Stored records
▼

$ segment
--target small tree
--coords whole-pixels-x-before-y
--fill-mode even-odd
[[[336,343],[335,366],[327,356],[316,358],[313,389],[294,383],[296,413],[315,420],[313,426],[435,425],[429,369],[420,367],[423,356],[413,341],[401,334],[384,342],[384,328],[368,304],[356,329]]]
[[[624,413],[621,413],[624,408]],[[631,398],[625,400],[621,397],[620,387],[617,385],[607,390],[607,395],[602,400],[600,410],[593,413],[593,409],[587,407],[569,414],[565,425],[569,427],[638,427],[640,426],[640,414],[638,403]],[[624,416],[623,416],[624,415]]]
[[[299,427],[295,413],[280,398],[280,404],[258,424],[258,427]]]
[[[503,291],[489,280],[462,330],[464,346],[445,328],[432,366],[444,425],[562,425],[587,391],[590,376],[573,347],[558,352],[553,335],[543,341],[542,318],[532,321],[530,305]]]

▲

Task requirements
Please repeat the data in full so that nothing differs from the original.

Answer for this exercise
$ segment
--target small tree
--coords whole-pixels-x-before-y
--fill-mode even-odd
[[[336,343],[335,366],[327,356],[316,358],[313,389],[294,383],[296,413],[315,420],[313,426],[435,425],[429,369],[420,367],[423,356],[413,341],[401,334],[384,342],[384,328],[368,304],[356,329]]]
[[[624,413],[621,413],[624,408]],[[631,398],[625,400],[621,397],[620,387],[617,385],[607,390],[607,395],[602,400],[600,410],[593,413],[593,409],[587,407],[569,414],[565,425],[569,427],[638,427],[640,426],[640,414],[638,403]],[[624,416],[623,416],[624,415]]]
[[[299,427],[295,413],[280,398],[280,404],[258,424],[258,427]]]
[[[503,291],[489,280],[462,330],[464,346],[445,328],[432,366],[444,425],[562,425],[587,391],[590,376],[573,347],[558,352],[553,335],[543,341],[542,318],[532,321],[530,305]]]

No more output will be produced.